━━ Input material
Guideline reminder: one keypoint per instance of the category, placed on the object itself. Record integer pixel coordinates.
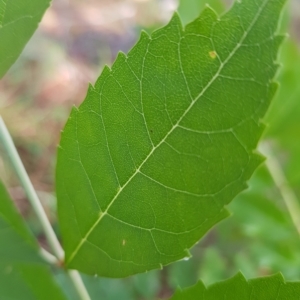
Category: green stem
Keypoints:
(15, 159)
(282, 184)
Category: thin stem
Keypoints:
(30, 191)
(48, 257)
(11, 150)
(282, 184)
(79, 285)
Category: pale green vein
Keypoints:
(217, 74)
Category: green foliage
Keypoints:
(189, 9)
(271, 288)
(23, 273)
(165, 140)
(18, 21)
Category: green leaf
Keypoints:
(18, 21)
(271, 288)
(23, 273)
(189, 9)
(165, 140)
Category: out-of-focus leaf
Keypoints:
(165, 140)
(23, 273)
(189, 9)
(238, 288)
(18, 21)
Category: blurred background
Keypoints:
(74, 41)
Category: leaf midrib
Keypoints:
(239, 44)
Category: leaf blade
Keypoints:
(142, 118)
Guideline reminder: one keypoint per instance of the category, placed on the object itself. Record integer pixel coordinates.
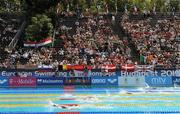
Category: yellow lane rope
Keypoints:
(88, 105)
(56, 99)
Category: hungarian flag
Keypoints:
(44, 42)
(128, 67)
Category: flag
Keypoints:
(108, 68)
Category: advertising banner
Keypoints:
(44, 73)
(3, 81)
(131, 81)
(176, 81)
(22, 81)
(159, 81)
(104, 80)
(50, 81)
(77, 80)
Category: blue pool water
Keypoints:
(89, 99)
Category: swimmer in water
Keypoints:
(66, 106)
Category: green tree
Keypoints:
(39, 28)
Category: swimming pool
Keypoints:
(90, 100)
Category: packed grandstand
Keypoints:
(94, 40)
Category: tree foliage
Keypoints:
(39, 28)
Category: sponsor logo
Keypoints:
(112, 80)
(3, 81)
(177, 80)
(158, 80)
(22, 81)
(97, 81)
(50, 81)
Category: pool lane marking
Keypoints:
(89, 105)
(58, 99)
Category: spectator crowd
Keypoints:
(155, 40)
(95, 43)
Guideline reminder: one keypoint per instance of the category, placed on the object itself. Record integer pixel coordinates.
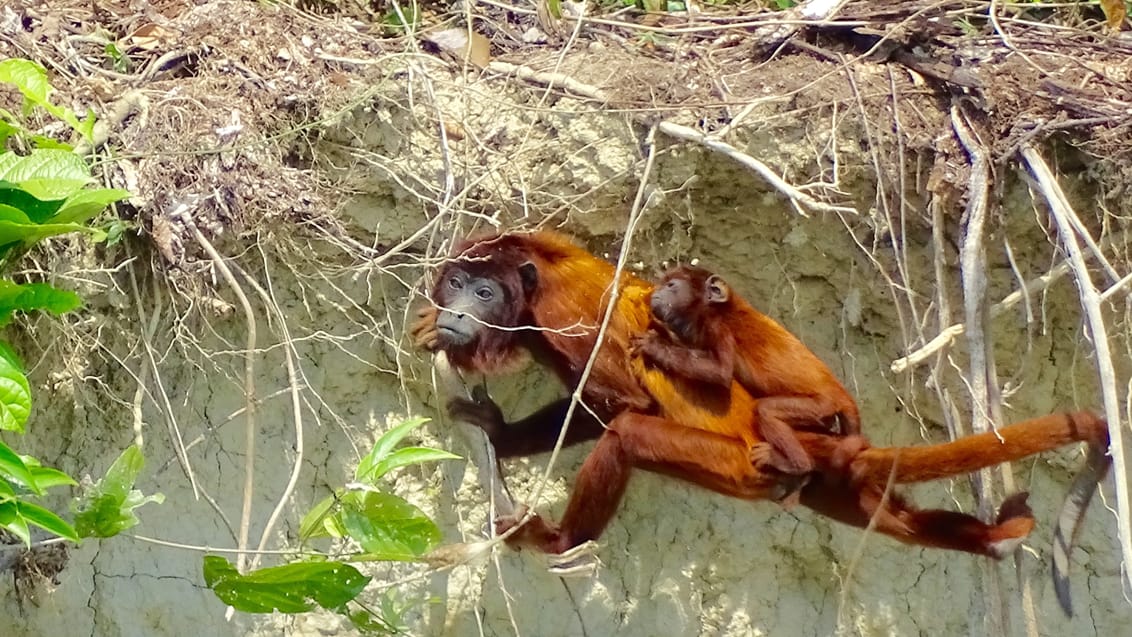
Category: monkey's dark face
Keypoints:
(470, 306)
(671, 300)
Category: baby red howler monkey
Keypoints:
(714, 337)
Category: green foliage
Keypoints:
(290, 588)
(106, 508)
(384, 526)
(32, 80)
(15, 394)
(44, 192)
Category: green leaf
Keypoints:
(46, 173)
(319, 522)
(387, 526)
(45, 519)
(14, 523)
(108, 507)
(31, 297)
(31, 209)
(15, 395)
(7, 129)
(85, 204)
(29, 233)
(406, 456)
(290, 588)
(384, 445)
(32, 80)
(28, 77)
(13, 467)
(46, 478)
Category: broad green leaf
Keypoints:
(31, 297)
(15, 398)
(405, 456)
(32, 209)
(29, 233)
(384, 445)
(7, 491)
(32, 80)
(13, 214)
(290, 588)
(14, 468)
(106, 508)
(45, 478)
(386, 526)
(28, 77)
(14, 523)
(6, 129)
(46, 173)
(46, 521)
(85, 204)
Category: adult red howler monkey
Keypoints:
(706, 334)
(538, 292)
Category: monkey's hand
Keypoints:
(536, 532)
(842, 467)
(423, 329)
(642, 344)
(480, 411)
(763, 456)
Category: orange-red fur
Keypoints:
(708, 446)
(709, 337)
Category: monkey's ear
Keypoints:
(529, 275)
(718, 291)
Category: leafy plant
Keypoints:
(32, 82)
(106, 507)
(42, 194)
(382, 525)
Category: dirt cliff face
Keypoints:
(838, 192)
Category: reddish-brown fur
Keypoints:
(688, 441)
(711, 337)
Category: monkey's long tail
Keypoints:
(980, 450)
(1071, 517)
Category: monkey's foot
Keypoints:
(1013, 524)
(576, 561)
(787, 491)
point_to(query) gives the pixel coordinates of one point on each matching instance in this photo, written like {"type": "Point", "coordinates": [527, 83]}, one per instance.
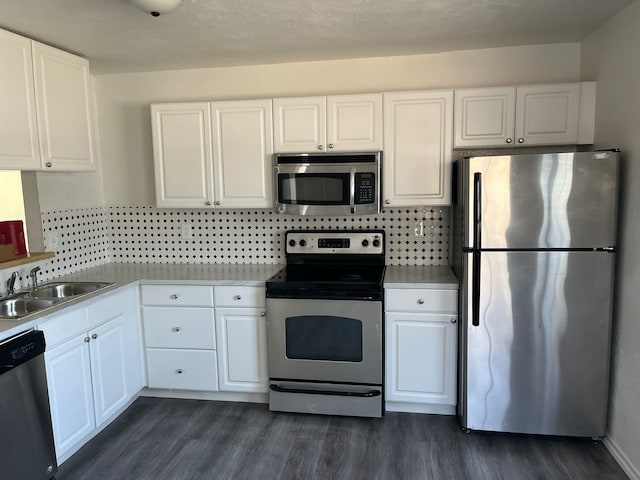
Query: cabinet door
{"type": "Point", "coordinates": [70, 393]}
{"type": "Point", "coordinates": [109, 370]}
{"type": "Point", "coordinates": [418, 135]}
{"type": "Point", "coordinates": [354, 122]}
{"type": "Point", "coordinates": [242, 349]}
{"type": "Point", "coordinates": [242, 153]}
{"type": "Point", "coordinates": [421, 358]}
{"type": "Point", "coordinates": [299, 124]}
{"type": "Point", "coordinates": [182, 154]}
{"type": "Point", "coordinates": [19, 147]}
{"type": "Point", "coordinates": [547, 114]}
{"type": "Point", "coordinates": [65, 104]}
{"type": "Point", "coordinates": [484, 117]}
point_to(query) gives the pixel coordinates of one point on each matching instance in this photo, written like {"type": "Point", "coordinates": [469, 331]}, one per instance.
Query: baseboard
{"type": "Point", "coordinates": [629, 468]}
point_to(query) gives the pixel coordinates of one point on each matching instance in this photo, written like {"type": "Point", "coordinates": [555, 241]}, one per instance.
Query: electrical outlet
{"type": "Point", "coordinates": [53, 241]}
{"type": "Point", "coordinates": [186, 231]}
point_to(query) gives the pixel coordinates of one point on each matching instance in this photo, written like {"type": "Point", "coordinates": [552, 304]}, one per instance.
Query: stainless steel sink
{"type": "Point", "coordinates": [59, 290]}
{"type": "Point", "coordinates": [12, 308]}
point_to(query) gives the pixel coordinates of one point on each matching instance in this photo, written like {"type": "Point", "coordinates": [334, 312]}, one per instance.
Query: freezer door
{"type": "Point", "coordinates": [562, 200]}
{"type": "Point", "coordinates": [538, 360]}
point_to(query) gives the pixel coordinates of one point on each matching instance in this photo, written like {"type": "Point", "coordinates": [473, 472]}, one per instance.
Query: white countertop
{"type": "Point", "coordinates": [436, 277]}
{"type": "Point", "coordinates": [121, 274]}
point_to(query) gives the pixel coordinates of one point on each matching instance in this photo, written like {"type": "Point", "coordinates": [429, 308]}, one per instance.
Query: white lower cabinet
{"type": "Point", "coordinates": [242, 349]}
{"type": "Point", "coordinates": [94, 366]}
{"type": "Point", "coordinates": [180, 337]}
{"type": "Point", "coordinates": [421, 350]}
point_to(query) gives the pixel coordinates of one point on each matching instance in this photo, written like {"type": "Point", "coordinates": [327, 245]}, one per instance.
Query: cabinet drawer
{"type": "Point", "coordinates": [177, 295]}
{"type": "Point", "coordinates": [182, 369]}
{"type": "Point", "coordinates": [421, 300]}
{"type": "Point", "coordinates": [63, 326]}
{"type": "Point", "coordinates": [179, 327]}
{"type": "Point", "coordinates": [232, 296]}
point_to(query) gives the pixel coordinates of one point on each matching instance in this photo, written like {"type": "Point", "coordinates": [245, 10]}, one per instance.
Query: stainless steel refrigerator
{"type": "Point", "coordinates": [535, 256]}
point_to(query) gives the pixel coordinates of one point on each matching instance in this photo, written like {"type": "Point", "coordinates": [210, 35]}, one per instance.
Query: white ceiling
{"type": "Point", "coordinates": [117, 37]}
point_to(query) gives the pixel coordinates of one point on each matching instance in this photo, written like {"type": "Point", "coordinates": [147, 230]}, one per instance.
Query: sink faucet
{"type": "Point", "coordinates": [34, 276]}
{"type": "Point", "coordinates": [11, 283]}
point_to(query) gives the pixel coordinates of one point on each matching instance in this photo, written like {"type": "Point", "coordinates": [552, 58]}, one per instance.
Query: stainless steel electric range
{"type": "Point", "coordinates": [324, 324]}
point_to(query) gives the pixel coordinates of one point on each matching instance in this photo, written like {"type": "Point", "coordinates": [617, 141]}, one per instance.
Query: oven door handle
{"type": "Point", "coordinates": [369, 394]}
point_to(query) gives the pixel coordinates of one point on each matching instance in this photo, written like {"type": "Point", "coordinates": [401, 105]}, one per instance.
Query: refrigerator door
{"type": "Point", "coordinates": [538, 360]}
{"type": "Point", "coordinates": [560, 200]}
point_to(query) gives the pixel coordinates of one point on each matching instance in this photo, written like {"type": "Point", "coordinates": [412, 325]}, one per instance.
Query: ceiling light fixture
{"type": "Point", "coordinates": [156, 7]}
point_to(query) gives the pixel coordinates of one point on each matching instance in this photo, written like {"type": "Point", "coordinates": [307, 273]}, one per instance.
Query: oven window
{"type": "Point", "coordinates": [313, 188]}
{"type": "Point", "coordinates": [322, 337]}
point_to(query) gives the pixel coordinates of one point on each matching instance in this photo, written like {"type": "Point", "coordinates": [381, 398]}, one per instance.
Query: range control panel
{"type": "Point", "coordinates": [338, 242]}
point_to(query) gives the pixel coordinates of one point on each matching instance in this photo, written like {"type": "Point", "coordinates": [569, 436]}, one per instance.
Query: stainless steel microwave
{"type": "Point", "coordinates": [327, 183]}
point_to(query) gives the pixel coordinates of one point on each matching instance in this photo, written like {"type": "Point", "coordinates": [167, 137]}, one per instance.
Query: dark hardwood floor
{"type": "Point", "coordinates": [191, 439]}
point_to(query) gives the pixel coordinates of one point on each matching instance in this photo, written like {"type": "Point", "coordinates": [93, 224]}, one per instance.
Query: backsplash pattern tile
{"type": "Point", "coordinates": [149, 234]}
{"type": "Point", "coordinates": [85, 238]}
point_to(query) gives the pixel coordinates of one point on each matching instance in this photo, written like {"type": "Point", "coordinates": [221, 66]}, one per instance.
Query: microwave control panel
{"type": "Point", "coordinates": [365, 188]}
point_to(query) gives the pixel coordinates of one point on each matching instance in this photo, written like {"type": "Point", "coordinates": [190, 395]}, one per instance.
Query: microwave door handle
{"type": "Point", "coordinates": [352, 190]}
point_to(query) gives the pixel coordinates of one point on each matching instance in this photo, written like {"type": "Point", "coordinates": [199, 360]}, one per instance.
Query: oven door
{"type": "Point", "coordinates": [325, 340]}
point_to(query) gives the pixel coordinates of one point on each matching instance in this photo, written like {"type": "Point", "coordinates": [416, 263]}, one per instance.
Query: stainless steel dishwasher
{"type": "Point", "coordinates": [26, 437]}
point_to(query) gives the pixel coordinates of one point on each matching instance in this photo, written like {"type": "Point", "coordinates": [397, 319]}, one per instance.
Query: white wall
{"type": "Point", "coordinates": [123, 99]}
{"type": "Point", "coordinates": [610, 56]}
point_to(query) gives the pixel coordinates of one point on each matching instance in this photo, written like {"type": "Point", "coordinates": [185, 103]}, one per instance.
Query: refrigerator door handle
{"type": "Point", "coordinates": [477, 245]}
{"type": "Point", "coordinates": [477, 210]}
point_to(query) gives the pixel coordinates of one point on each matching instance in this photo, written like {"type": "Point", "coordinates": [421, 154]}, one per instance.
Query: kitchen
{"type": "Point", "coordinates": [122, 191]}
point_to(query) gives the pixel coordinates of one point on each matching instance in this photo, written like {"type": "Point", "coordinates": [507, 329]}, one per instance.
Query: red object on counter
{"type": "Point", "coordinates": [12, 231]}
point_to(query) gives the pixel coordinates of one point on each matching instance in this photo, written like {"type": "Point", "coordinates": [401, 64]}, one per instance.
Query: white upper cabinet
{"type": "Point", "coordinates": [213, 154]}
{"type": "Point", "coordinates": [19, 147]}
{"type": "Point", "coordinates": [242, 152]}
{"type": "Point", "coordinates": [337, 123]}
{"type": "Point", "coordinates": [552, 114]}
{"type": "Point", "coordinates": [65, 104]}
{"type": "Point", "coordinates": [182, 154]}
{"type": "Point", "coordinates": [417, 156]}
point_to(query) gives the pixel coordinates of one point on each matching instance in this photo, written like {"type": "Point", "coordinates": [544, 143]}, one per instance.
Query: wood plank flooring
{"type": "Point", "coordinates": [192, 440]}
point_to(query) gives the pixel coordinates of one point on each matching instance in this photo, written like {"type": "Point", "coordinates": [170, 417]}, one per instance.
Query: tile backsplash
{"type": "Point", "coordinates": [84, 238]}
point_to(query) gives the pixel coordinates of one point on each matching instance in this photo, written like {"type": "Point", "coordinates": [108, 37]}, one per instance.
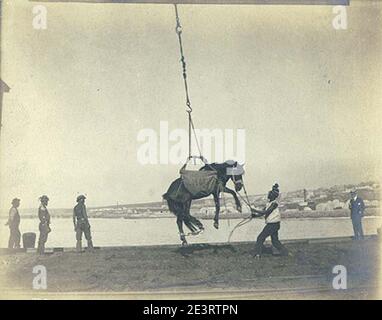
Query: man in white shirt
{"type": "Point", "coordinates": [272, 227]}
{"type": "Point", "coordinates": [14, 223]}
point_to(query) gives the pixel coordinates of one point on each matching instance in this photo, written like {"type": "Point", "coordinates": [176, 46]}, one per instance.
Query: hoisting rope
{"type": "Point", "coordinates": [191, 127]}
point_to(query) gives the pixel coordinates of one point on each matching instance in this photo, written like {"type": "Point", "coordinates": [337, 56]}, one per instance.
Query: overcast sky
{"type": "Point", "coordinates": [307, 95]}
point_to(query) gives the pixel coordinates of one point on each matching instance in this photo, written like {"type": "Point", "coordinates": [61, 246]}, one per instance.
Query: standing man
{"type": "Point", "coordinates": [44, 227]}
{"type": "Point", "coordinates": [272, 221]}
{"type": "Point", "coordinates": [357, 208]}
{"type": "Point", "coordinates": [14, 223]}
{"type": "Point", "coordinates": [81, 223]}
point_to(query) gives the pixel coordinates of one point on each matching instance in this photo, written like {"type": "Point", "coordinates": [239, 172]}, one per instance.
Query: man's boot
{"type": "Point", "coordinates": [40, 248]}
{"type": "Point", "coordinates": [90, 244]}
{"type": "Point", "coordinates": [79, 246]}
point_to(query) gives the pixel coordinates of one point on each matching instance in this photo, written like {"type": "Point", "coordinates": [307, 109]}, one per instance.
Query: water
{"type": "Point", "coordinates": [121, 232]}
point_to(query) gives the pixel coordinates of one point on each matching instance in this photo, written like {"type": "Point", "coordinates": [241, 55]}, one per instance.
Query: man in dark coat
{"type": "Point", "coordinates": [81, 223]}
{"type": "Point", "coordinates": [357, 208]}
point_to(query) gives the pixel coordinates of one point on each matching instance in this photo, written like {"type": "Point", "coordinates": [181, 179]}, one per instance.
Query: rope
{"type": "Point", "coordinates": [240, 224]}
{"type": "Point", "coordinates": [191, 127]}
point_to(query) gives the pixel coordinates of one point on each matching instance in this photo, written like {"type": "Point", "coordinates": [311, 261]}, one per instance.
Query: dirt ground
{"type": "Point", "coordinates": [199, 271]}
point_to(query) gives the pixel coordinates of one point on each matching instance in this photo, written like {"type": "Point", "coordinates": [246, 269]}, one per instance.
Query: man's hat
{"type": "Point", "coordinates": [44, 197]}
{"type": "Point", "coordinates": [15, 200]}
{"type": "Point", "coordinates": [80, 197]}
{"type": "Point", "coordinates": [275, 190]}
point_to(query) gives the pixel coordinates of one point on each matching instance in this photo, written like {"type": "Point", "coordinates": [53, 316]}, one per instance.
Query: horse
{"type": "Point", "coordinates": [179, 198]}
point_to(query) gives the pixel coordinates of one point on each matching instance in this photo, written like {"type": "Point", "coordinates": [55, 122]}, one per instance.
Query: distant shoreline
{"type": "Point", "coordinates": [372, 213]}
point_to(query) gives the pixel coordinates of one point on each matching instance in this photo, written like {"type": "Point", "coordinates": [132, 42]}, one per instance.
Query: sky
{"type": "Point", "coordinates": [307, 95]}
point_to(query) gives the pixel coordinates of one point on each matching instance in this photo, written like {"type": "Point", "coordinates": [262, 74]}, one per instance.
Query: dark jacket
{"type": "Point", "coordinates": [357, 208]}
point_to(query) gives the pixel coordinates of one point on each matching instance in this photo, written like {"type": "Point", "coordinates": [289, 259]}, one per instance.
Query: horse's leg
{"type": "Point", "coordinates": [191, 219]}
{"type": "Point", "coordinates": [233, 193]}
{"type": "Point", "coordinates": [179, 222]}
{"type": "Point", "coordinates": [217, 210]}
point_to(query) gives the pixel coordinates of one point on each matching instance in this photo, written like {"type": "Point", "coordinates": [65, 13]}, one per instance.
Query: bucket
{"type": "Point", "coordinates": [29, 240]}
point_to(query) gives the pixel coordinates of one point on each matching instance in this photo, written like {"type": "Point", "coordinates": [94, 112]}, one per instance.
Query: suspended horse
{"type": "Point", "coordinates": [211, 179]}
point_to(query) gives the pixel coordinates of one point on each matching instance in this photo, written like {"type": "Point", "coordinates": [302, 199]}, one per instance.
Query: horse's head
{"type": "Point", "coordinates": [235, 172]}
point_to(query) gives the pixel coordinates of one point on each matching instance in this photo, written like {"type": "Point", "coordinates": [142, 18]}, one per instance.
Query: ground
{"type": "Point", "coordinates": [199, 271]}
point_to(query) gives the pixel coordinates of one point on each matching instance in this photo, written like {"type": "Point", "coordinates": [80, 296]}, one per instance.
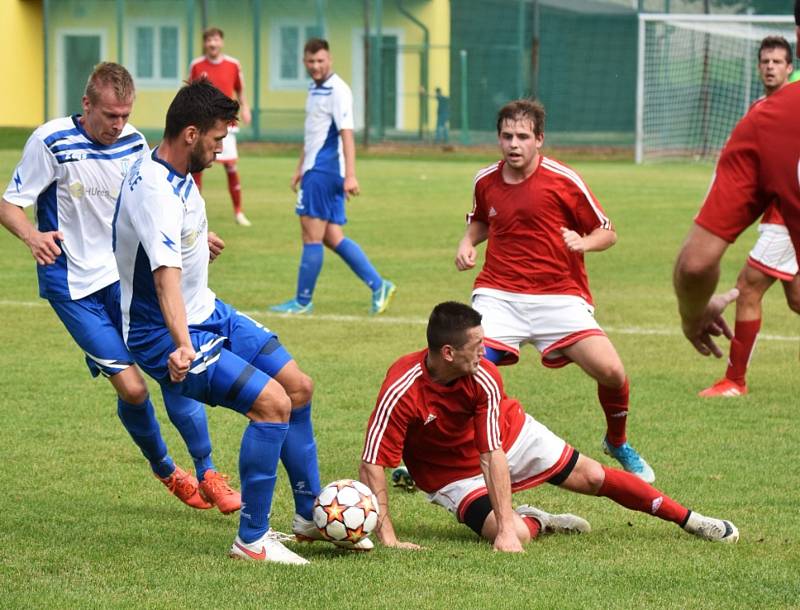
━━━━
■ Goal ■
Which lines of the data above contain the word "panel"? Show each of those lines in full.

■ Task response ■
Query: range control panel
Query: microwave control panel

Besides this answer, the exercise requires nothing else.